>> START INPUT

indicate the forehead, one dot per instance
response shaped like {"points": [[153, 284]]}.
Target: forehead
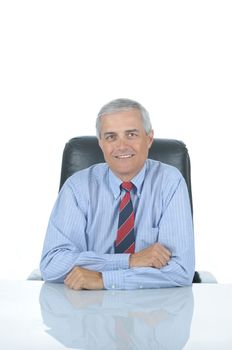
{"points": [[122, 120]]}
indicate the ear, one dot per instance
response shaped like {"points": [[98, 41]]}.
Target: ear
{"points": [[150, 138]]}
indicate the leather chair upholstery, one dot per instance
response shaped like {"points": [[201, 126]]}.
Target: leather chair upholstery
{"points": [[82, 152]]}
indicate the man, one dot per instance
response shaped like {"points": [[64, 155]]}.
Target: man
{"points": [[123, 224]]}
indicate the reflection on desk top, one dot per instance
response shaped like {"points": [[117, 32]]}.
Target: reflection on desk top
{"points": [[37, 315]]}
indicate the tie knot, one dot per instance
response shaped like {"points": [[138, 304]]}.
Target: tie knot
{"points": [[127, 186]]}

>> END INPUT

Swap "indicate" for "mark" throughout the material above, keeping everything else the same. Leave the pictures out of your answer.

mark the forehead, one dot per instance
response shaped like {"points": [[153, 284]]}.
Target: forehead
{"points": [[122, 120]]}
mark the ear, one dot per instance
response shaped like {"points": [[98, 41]]}.
Target: ear
{"points": [[150, 138]]}
mark the leather chair upholstery, one dot per instance
response shaped like {"points": [[201, 126]]}.
Target: leather chair upholstery
{"points": [[82, 152]]}
mark the man, one dot per instance
response shaped like {"points": [[64, 155]]}.
Target: man
{"points": [[123, 224]]}
mark the reflection on desk top, one dot per instance
response shaped like {"points": [[117, 32]]}.
Target: reflection on desk top
{"points": [[37, 315]]}
mark the tie knot, one dot per instance
response shaped like {"points": [[138, 304]]}.
Target: tie knot
{"points": [[127, 186]]}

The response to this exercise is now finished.